- **MATERIALE DI LAVORO**:
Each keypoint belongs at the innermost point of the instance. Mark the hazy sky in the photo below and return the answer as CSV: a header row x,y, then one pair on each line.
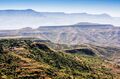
x,y
111,7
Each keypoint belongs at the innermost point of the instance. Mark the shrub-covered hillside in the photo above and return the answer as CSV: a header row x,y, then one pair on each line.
x,y
27,59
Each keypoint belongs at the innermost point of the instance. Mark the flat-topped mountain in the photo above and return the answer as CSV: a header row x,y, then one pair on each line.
x,y
80,33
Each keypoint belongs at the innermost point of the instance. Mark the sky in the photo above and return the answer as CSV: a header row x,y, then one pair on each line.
x,y
111,7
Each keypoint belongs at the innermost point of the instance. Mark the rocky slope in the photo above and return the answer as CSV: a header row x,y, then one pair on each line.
x,y
23,58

- **CONSEGNA**: Aggiorna le righe qui sopra mettendo "central point" al posto di "innermost point" e lasciando tutto il resto invariato. Nella risposta non includere le immagini.

- **RISULTATO FINALE**:
Each keypoint belongs at the central point of the instance. Mark the hazy sky in the photo below and return the answer as CSV: a header row x,y, then one pair on each line.
x,y
111,7
Each keypoint belongs at the central point of the instance. Mark the shrub-covered hillside in the photo above and return the answer as CSV: a header row x,y, then one pair on each line.
x,y
27,59
Each keypoint belongs at the central point of the instance. Mark the flat-topped mountain in the photo above and return the answer as CSV: a header row x,y, then one pair on each line.
x,y
80,33
Each keypoint belongs at the central point of the instance. Mark the sky in the photo above and return the answer as CSV: a header row x,y, then one pair on each line.
x,y
111,7
Each keypoint belongs at the central point of the instance. Mark the rocky slope in the photo above and return the answer as CSV: a header row x,y, then one pair on each line.
x,y
23,58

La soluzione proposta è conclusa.